### RECORDS FOR THIS TASK:
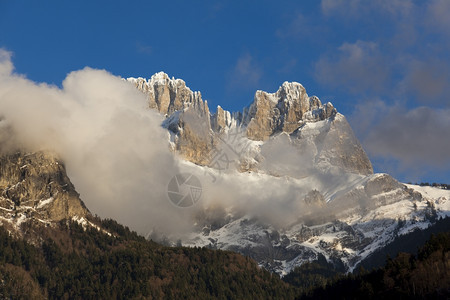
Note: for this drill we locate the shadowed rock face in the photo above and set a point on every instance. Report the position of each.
(283, 111)
(196, 133)
(34, 187)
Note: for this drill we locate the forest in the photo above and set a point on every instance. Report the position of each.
(73, 262)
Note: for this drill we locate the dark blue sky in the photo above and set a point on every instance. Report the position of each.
(384, 64)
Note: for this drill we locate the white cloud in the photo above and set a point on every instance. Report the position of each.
(356, 67)
(114, 148)
(416, 138)
(246, 72)
(437, 17)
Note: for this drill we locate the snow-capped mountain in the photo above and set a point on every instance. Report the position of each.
(291, 141)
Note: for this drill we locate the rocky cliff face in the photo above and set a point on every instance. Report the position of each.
(34, 189)
(188, 116)
(314, 128)
(284, 111)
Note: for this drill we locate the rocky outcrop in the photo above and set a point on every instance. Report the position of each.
(34, 187)
(321, 135)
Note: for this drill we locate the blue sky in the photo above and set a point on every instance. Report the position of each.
(384, 64)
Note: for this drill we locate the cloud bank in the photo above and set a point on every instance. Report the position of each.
(117, 154)
(113, 146)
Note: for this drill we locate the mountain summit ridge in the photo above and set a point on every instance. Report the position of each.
(197, 132)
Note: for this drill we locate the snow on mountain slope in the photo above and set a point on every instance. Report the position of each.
(292, 181)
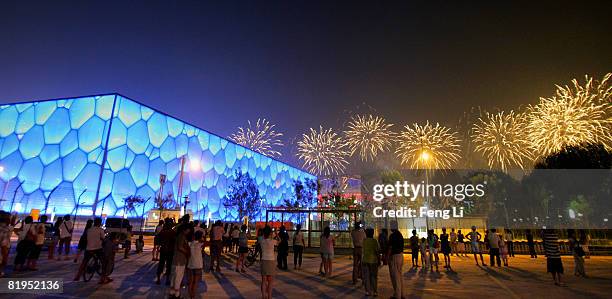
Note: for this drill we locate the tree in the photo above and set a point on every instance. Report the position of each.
(243, 194)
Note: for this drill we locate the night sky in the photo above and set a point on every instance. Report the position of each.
(301, 64)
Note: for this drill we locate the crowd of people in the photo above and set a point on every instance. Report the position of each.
(180, 246)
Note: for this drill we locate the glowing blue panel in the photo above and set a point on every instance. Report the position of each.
(87, 180)
(175, 127)
(30, 175)
(104, 106)
(118, 135)
(138, 137)
(168, 150)
(116, 158)
(8, 120)
(69, 144)
(52, 175)
(140, 170)
(55, 128)
(49, 154)
(158, 129)
(25, 121)
(73, 164)
(10, 145)
(43, 111)
(90, 134)
(81, 111)
(32, 143)
(129, 112)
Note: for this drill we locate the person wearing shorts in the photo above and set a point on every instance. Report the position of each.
(268, 263)
(474, 237)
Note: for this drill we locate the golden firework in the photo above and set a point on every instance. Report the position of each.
(261, 138)
(502, 139)
(323, 152)
(428, 147)
(575, 115)
(368, 135)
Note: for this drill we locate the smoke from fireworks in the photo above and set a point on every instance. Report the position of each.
(502, 139)
(322, 152)
(368, 135)
(428, 147)
(575, 115)
(261, 138)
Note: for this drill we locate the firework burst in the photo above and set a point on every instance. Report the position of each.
(261, 138)
(322, 152)
(368, 135)
(575, 115)
(502, 139)
(428, 147)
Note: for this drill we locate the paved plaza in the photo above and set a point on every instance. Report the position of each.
(525, 278)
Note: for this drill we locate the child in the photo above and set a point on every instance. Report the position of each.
(139, 244)
(503, 250)
(424, 252)
(108, 258)
(196, 264)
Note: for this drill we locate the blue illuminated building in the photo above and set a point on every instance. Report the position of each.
(52, 153)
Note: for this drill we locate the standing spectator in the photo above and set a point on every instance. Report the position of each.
(166, 251)
(298, 247)
(474, 238)
(493, 241)
(283, 248)
(65, 237)
(357, 235)
(509, 236)
(5, 240)
(423, 248)
(434, 246)
(108, 257)
(267, 263)
(463, 247)
(155, 251)
(196, 263)
(531, 245)
(180, 259)
(25, 242)
(503, 251)
(328, 241)
(454, 247)
(396, 260)
(139, 244)
(383, 242)
(370, 262)
(235, 234)
(446, 248)
(95, 236)
(83, 240)
(55, 238)
(39, 241)
(414, 247)
(217, 245)
(243, 248)
(577, 253)
(554, 265)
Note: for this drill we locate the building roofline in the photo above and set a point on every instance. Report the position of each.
(161, 112)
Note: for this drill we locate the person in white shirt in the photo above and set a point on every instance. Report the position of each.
(298, 247)
(65, 237)
(95, 236)
(196, 263)
(268, 267)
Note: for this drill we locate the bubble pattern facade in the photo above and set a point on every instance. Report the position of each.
(52, 153)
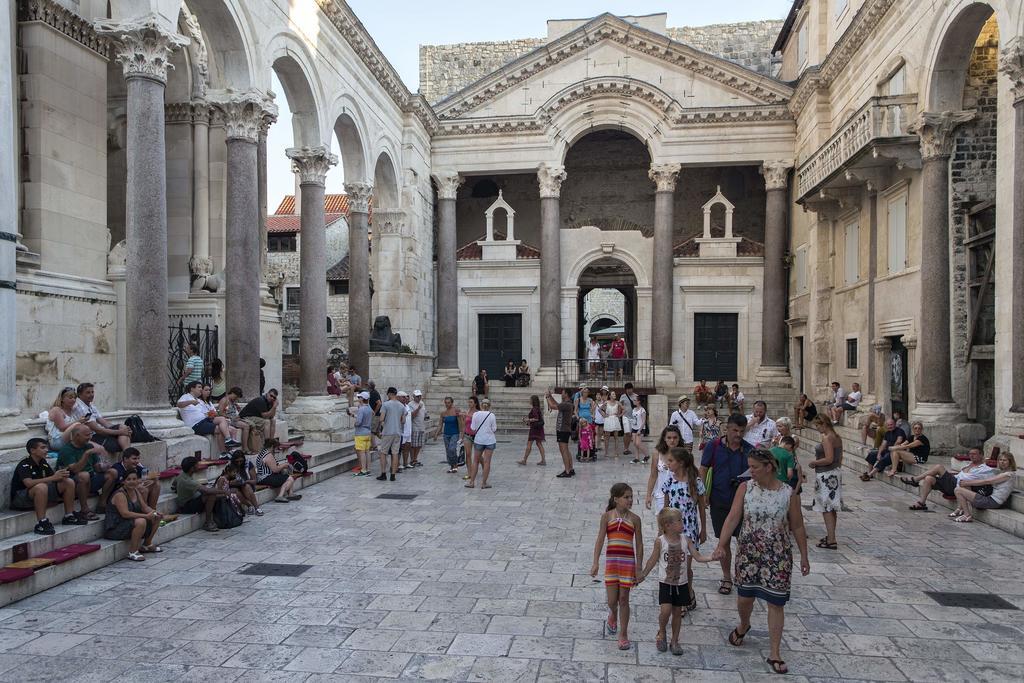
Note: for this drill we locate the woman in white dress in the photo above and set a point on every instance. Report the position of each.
(671, 437)
(612, 423)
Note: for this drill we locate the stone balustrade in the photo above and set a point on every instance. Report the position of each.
(880, 118)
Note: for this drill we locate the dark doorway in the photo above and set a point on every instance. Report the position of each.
(501, 341)
(799, 341)
(897, 377)
(715, 346)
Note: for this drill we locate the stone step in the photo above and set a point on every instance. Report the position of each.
(1010, 518)
(113, 551)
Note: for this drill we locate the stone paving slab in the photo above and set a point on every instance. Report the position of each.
(471, 585)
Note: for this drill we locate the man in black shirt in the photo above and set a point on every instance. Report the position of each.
(260, 413)
(36, 486)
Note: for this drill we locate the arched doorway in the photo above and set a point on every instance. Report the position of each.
(606, 304)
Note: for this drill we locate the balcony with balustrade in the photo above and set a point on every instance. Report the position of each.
(867, 146)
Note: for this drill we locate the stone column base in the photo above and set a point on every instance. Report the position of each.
(773, 376)
(321, 418)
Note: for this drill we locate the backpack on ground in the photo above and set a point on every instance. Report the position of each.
(298, 462)
(224, 514)
(139, 434)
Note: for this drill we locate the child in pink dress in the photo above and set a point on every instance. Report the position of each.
(586, 440)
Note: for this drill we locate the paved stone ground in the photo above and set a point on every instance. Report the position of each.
(492, 586)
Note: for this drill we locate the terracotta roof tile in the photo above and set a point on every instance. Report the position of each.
(472, 251)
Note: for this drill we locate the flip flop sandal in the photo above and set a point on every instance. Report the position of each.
(736, 638)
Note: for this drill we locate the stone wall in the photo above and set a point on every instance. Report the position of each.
(448, 69)
(973, 181)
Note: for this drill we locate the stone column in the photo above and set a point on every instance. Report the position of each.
(1012, 65)
(358, 275)
(201, 265)
(550, 179)
(448, 276)
(143, 48)
(311, 165)
(665, 176)
(243, 114)
(773, 332)
(933, 368)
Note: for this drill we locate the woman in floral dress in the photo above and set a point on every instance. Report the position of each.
(769, 513)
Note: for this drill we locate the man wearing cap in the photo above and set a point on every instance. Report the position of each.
(392, 418)
(361, 430)
(686, 420)
(418, 411)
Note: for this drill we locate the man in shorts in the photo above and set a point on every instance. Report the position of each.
(727, 459)
(81, 458)
(563, 429)
(418, 411)
(946, 482)
(36, 486)
(392, 418)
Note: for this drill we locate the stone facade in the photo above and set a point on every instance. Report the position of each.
(446, 69)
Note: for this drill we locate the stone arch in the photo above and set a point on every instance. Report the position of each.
(302, 89)
(953, 36)
(588, 258)
(386, 194)
(350, 129)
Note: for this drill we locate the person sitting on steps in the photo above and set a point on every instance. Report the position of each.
(946, 482)
(970, 498)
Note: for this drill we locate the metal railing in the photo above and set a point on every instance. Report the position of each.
(882, 117)
(204, 338)
(573, 372)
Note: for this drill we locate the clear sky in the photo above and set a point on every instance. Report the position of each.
(400, 27)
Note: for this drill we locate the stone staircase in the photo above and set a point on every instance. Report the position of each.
(16, 537)
(1009, 518)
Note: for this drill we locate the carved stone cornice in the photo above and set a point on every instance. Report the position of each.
(613, 29)
(358, 197)
(142, 45)
(448, 184)
(550, 178)
(936, 131)
(665, 176)
(244, 112)
(65, 22)
(1012, 63)
(864, 23)
(776, 174)
(200, 57)
(311, 164)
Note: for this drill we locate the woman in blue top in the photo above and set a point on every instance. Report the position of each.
(452, 425)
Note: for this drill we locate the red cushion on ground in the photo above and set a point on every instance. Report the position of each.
(10, 575)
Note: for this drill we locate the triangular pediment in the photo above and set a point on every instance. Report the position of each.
(608, 54)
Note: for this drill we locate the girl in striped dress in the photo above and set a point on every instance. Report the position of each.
(625, 553)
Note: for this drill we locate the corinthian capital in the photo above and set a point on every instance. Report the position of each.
(311, 164)
(244, 112)
(448, 184)
(936, 131)
(358, 196)
(1012, 63)
(550, 179)
(142, 45)
(775, 173)
(665, 176)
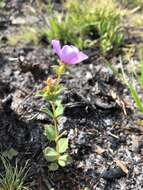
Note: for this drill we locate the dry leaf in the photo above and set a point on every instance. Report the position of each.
(122, 165)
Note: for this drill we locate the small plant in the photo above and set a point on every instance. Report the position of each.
(13, 178)
(57, 155)
(136, 77)
(85, 27)
(2, 4)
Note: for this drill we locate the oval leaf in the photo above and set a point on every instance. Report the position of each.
(62, 145)
(53, 166)
(51, 154)
(50, 132)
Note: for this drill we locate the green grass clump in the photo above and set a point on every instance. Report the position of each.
(13, 177)
(86, 23)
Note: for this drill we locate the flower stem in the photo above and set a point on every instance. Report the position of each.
(54, 118)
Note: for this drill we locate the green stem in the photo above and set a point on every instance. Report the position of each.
(55, 119)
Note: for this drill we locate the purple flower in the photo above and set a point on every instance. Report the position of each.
(68, 54)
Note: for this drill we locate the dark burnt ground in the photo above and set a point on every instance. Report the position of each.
(101, 128)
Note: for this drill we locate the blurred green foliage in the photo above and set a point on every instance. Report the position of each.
(87, 23)
(13, 177)
(131, 3)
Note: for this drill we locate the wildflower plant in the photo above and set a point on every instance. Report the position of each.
(57, 155)
(134, 81)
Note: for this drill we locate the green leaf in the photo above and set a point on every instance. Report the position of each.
(51, 154)
(59, 110)
(62, 163)
(10, 154)
(50, 132)
(136, 97)
(62, 145)
(46, 110)
(53, 166)
(64, 160)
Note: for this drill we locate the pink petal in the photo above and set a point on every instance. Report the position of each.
(57, 47)
(76, 50)
(80, 57)
(68, 54)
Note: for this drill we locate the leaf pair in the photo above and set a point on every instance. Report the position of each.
(58, 155)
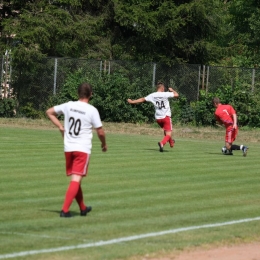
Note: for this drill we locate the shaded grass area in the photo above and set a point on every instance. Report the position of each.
(133, 190)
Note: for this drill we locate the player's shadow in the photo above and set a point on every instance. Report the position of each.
(220, 154)
(73, 213)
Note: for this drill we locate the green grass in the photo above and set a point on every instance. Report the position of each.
(133, 190)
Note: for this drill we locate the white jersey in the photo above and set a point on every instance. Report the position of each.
(161, 103)
(79, 119)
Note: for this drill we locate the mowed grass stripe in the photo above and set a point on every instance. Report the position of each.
(133, 189)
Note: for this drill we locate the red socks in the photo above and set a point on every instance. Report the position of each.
(165, 139)
(73, 192)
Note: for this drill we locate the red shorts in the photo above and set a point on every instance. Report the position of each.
(77, 163)
(231, 134)
(165, 123)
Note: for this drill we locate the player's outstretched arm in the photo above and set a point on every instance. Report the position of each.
(139, 100)
(176, 95)
(102, 138)
(53, 117)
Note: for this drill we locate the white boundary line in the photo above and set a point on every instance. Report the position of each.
(125, 239)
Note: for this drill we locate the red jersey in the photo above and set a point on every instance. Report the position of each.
(225, 113)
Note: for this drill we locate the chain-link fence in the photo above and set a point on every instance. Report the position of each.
(36, 84)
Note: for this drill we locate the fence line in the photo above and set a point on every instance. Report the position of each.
(48, 76)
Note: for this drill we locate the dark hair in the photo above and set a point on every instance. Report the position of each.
(159, 84)
(216, 100)
(84, 90)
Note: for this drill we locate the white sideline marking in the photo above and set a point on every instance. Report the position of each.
(33, 235)
(125, 239)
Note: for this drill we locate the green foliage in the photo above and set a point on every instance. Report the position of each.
(7, 107)
(29, 111)
(204, 110)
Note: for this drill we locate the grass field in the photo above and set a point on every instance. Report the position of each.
(135, 191)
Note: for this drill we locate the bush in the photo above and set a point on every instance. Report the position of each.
(7, 107)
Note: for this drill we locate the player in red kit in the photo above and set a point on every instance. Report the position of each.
(226, 116)
(79, 119)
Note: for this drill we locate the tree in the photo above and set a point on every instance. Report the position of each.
(167, 31)
(244, 18)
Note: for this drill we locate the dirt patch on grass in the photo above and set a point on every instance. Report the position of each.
(206, 133)
(249, 251)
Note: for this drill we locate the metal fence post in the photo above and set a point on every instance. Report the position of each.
(55, 76)
(207, 81)
(2, 69)
(154, 73)
(253, 80)
(100, 68)
(198, 93)
(203, 78)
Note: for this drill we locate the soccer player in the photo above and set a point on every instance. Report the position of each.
(79, 119)
(226, 116)
(160, 100)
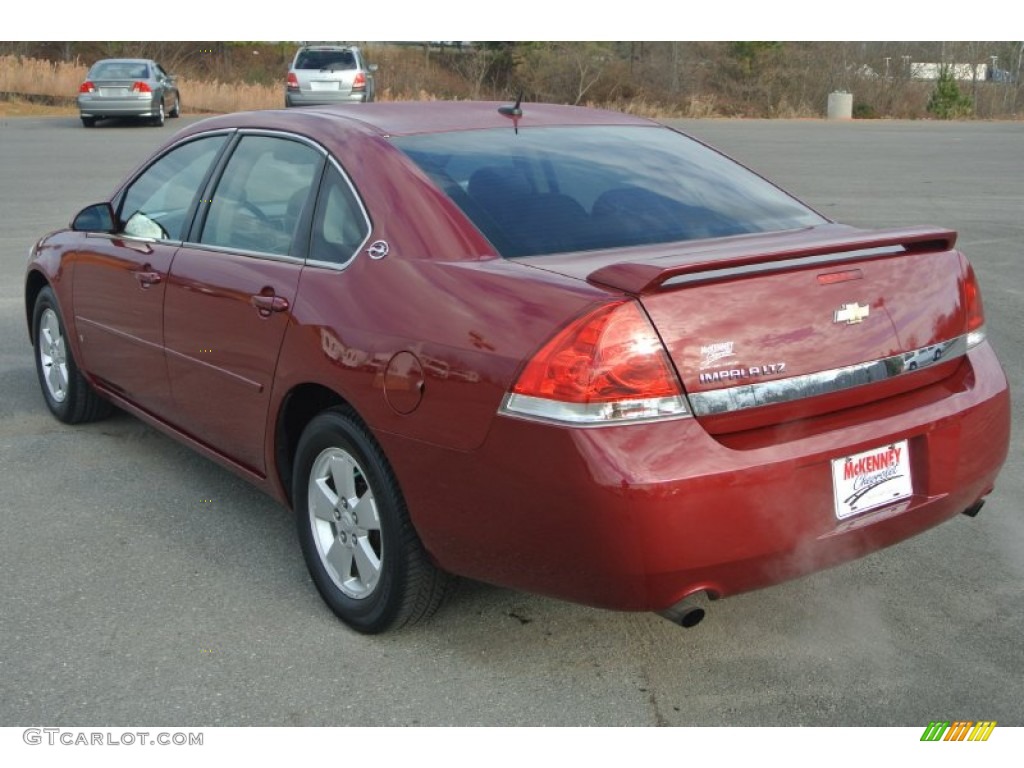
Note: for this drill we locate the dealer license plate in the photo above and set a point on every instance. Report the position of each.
(871, 479)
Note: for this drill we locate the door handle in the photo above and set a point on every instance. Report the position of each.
(267, 304)
(147, 278)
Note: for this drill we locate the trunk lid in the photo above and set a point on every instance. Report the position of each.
(765, 329)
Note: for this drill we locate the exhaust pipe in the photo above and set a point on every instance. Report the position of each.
(974, 509)
(687, 612)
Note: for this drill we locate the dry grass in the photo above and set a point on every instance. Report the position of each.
(19, 108)
(38, 80)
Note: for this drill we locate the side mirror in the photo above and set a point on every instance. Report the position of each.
(94, 218)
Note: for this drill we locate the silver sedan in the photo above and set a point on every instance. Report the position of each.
(128, 88)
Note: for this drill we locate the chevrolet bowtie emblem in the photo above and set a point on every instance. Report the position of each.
(851, 313)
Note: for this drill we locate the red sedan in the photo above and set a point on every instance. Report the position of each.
(562, 350)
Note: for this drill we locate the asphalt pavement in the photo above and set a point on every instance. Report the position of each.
(143, 584)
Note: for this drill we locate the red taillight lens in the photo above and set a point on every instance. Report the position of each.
(608, 366)
(974, 308)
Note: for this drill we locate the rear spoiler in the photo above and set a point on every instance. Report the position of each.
(738, 257)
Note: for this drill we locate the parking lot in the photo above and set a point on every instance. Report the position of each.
(143, 584)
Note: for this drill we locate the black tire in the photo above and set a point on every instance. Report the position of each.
(69, 396)
(361, 550)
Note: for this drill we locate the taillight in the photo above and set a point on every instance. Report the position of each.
(607, 367)
(974, 308)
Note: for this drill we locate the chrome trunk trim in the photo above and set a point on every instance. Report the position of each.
(826, 382)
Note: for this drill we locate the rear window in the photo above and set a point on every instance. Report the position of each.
(120, 71)
(326, 59)
(556, 189)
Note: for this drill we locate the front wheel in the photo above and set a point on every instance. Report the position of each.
(68, 394)
(359, 546)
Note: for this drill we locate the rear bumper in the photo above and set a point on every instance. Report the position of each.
(98, 107)
(638, 517)
(323, 98)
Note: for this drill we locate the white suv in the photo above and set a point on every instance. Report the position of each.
(329, 75)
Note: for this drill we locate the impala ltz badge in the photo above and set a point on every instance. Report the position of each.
(851, 313)
(735, 374)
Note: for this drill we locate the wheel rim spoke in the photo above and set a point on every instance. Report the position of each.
(323, 501)
(367, 564)
(366, 512)
(340, 558)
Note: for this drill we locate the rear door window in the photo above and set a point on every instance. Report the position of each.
(261, 196)
(340, 224)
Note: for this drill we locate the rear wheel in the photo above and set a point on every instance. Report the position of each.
(68, 394)
(359, 546)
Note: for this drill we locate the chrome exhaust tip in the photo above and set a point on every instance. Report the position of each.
(689, 611)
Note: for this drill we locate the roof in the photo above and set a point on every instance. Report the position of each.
(407, 118)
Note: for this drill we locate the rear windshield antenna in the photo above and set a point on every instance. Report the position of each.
(513, 111)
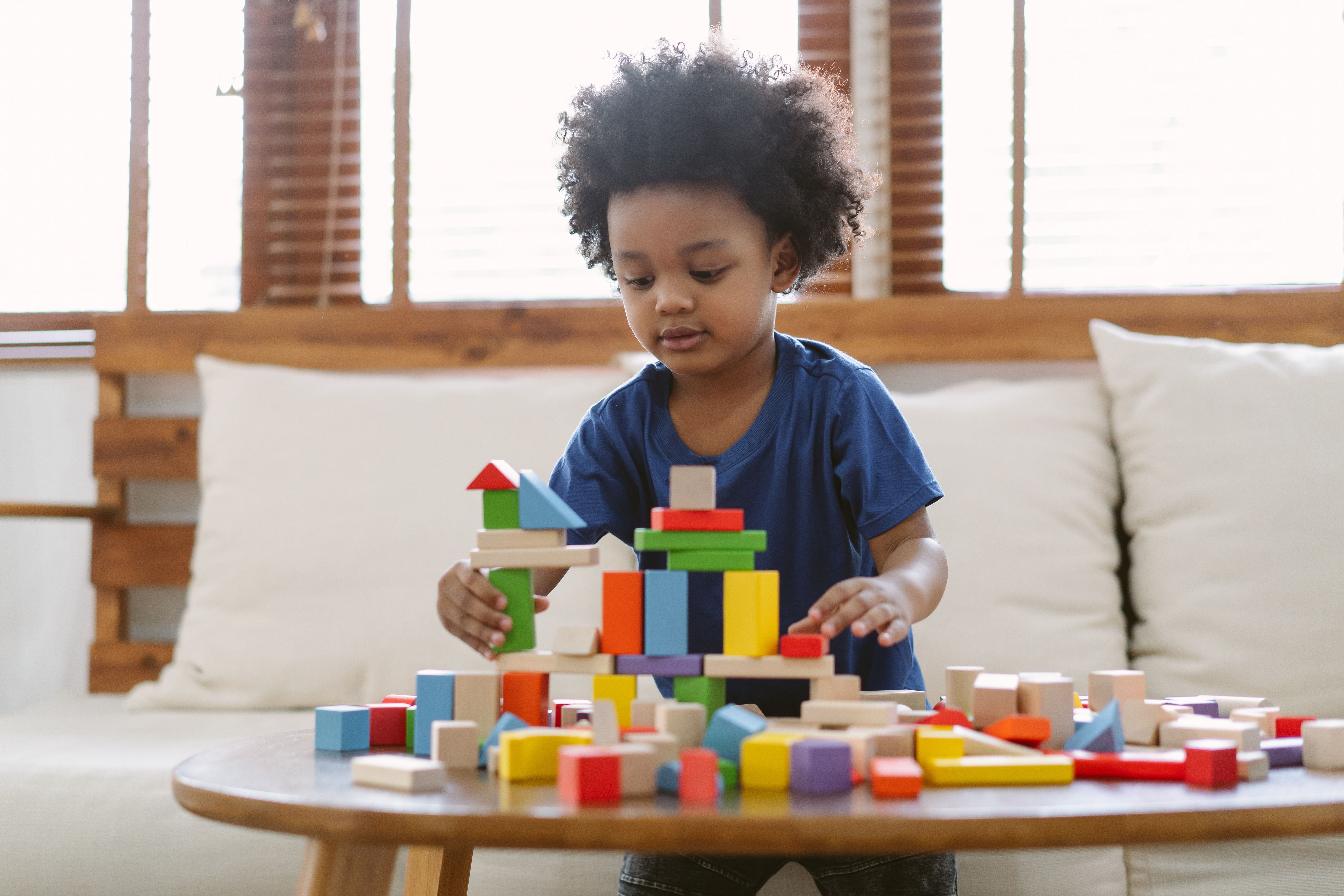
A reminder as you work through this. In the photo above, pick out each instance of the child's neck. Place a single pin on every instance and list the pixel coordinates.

### TASK DETAILS:
Take the lines from the one containing "Note: for this drill we locate the rear wheel" through the final line of the listing above and print them exactly, including both ends but no pictures.

### IN RESPONSE:
Note: for this drill we locate the rear wheel in the photo above and set a point on every instance. Report the position of each.
(68, 394)
(359, 546)
Note: for this drill we locate the chrome exhaust tip in the photo above and set a point on every instance. Report the position of each.
(689, 611)
Note: for this drill we locate the roof in the photo above and set a point on every instance. Report the position of each.
(407, 118)
Note: for this drill we locate the rear windshield antenna in the photo above and set a point on every instance. Report the position of each.
(513, 111)
A reminder as you work through this. In the photo above, pick out each instance of the child's neck. Place a single pin on every instance and list the pixel coordinates.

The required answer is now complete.